作業指示: 以下の資料から、文字列「trackside」を含む行をすべて抜き出してください。大文字と小文字は区別します。

対象資料:
■ ■ ■ ■ ■
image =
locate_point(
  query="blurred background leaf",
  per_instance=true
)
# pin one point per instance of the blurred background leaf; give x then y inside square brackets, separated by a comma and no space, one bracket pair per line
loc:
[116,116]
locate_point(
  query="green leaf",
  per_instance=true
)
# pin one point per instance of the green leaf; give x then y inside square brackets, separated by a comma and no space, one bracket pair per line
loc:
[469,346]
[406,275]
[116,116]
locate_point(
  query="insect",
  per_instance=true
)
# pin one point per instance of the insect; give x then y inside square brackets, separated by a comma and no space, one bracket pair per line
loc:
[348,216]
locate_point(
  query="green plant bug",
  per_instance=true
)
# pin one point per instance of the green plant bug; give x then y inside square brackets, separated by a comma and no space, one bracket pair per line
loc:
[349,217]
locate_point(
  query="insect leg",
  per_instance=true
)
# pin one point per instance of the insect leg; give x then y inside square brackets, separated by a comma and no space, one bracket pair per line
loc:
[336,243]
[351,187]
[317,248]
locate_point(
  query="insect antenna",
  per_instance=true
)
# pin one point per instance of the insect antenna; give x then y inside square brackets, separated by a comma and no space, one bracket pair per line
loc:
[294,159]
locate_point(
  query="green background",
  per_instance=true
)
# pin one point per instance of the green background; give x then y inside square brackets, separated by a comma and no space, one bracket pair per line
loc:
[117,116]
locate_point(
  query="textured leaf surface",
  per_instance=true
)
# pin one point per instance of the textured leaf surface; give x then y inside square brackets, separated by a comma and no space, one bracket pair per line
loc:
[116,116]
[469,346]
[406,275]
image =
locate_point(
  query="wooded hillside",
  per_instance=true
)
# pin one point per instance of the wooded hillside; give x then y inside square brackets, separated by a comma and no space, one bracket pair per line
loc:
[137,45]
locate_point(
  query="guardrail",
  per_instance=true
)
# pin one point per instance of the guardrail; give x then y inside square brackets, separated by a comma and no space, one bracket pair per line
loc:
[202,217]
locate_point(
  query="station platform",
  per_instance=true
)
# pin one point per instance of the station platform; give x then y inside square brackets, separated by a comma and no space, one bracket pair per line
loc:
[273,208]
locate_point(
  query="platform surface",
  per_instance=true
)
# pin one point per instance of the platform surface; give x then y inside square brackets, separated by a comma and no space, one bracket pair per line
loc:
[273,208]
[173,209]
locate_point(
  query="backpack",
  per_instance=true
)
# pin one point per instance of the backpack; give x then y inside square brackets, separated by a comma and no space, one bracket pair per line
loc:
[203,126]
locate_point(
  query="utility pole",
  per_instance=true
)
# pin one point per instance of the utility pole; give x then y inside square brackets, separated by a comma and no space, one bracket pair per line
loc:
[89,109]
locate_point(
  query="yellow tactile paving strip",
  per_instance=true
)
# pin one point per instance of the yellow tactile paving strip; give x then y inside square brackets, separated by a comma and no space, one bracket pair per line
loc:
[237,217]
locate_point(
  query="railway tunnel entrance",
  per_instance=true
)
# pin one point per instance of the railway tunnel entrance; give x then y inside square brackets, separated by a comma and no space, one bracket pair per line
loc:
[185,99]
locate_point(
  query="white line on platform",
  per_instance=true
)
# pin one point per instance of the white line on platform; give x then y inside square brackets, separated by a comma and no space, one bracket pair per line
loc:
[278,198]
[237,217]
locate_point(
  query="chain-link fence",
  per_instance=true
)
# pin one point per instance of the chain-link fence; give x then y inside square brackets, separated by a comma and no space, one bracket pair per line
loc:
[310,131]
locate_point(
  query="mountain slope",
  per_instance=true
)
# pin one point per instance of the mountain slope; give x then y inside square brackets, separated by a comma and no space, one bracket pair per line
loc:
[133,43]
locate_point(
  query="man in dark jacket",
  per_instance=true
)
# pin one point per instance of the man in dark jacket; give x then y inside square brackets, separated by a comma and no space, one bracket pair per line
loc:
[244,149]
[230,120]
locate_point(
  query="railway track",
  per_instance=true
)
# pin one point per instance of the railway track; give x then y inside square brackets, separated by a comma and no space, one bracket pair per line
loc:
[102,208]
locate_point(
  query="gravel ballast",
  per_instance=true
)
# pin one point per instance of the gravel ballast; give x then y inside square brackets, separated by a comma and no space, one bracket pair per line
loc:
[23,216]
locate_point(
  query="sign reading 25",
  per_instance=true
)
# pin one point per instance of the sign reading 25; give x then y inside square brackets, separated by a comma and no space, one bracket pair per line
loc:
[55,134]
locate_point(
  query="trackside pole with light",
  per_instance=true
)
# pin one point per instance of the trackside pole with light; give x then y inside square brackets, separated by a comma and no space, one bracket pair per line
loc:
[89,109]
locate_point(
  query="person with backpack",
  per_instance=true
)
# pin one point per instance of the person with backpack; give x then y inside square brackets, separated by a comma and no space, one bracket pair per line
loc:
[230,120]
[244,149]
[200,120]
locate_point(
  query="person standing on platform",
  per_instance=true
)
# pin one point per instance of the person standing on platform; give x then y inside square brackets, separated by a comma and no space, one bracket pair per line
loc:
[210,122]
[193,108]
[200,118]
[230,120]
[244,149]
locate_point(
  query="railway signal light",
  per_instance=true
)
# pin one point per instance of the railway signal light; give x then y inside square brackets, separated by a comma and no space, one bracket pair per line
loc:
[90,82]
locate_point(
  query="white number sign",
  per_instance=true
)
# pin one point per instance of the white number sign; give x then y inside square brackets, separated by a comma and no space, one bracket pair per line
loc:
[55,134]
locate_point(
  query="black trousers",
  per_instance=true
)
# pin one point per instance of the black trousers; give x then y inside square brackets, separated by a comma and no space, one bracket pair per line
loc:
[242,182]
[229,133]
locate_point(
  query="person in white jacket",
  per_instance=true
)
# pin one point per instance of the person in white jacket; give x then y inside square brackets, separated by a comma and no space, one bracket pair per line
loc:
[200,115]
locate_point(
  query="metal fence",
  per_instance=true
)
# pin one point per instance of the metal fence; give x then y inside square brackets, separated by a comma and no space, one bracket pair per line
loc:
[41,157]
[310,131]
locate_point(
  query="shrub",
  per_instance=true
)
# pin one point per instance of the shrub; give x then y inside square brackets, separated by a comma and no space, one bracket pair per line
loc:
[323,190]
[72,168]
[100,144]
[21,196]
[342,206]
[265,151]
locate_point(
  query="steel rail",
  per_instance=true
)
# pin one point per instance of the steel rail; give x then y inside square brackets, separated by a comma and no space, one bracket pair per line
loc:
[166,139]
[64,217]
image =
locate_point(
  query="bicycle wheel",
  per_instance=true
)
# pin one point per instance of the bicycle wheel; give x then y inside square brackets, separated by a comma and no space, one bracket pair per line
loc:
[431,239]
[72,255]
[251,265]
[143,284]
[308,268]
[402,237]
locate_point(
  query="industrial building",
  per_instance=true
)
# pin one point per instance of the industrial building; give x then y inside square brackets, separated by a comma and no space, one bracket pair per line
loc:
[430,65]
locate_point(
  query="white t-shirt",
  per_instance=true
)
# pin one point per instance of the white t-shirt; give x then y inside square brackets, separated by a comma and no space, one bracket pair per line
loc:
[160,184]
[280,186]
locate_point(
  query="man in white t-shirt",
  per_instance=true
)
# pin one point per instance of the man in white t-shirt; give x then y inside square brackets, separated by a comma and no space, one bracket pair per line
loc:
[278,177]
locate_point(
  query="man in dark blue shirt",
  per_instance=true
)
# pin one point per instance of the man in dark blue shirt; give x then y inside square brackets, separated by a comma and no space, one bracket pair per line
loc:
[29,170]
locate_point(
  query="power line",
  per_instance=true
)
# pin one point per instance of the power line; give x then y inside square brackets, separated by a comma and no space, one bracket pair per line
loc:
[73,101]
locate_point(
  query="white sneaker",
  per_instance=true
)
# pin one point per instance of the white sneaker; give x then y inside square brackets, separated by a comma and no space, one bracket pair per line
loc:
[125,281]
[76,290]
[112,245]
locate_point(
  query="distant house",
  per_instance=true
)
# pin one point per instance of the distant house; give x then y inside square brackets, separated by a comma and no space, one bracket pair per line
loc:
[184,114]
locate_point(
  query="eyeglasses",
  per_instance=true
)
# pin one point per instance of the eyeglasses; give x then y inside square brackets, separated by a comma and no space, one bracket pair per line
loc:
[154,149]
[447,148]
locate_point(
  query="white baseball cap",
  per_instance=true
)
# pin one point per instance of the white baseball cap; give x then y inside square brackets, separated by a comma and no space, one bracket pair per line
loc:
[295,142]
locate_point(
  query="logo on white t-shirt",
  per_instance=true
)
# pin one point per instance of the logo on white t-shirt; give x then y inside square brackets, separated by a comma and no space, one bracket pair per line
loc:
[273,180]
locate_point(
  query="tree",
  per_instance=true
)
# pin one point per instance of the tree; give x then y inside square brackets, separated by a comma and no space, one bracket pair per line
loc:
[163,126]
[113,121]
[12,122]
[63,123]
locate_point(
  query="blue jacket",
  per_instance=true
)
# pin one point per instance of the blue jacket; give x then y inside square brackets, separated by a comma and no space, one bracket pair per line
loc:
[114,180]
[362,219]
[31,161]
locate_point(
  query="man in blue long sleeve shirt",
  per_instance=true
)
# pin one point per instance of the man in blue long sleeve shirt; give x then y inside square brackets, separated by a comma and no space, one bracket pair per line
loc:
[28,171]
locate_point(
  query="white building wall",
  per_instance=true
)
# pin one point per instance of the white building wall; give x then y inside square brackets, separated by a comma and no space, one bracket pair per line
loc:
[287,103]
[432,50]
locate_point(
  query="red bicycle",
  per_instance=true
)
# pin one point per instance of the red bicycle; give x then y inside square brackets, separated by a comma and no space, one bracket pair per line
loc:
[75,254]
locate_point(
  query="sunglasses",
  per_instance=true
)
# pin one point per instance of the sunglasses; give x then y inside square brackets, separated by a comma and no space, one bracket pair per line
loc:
■ ■ ■ ■ ■
解答:
  query="trackside pole with light",
# pin one point per instance of the trackside pole with light; give x then y inside square brackets, separated by a comma and no space, one bracket pair per line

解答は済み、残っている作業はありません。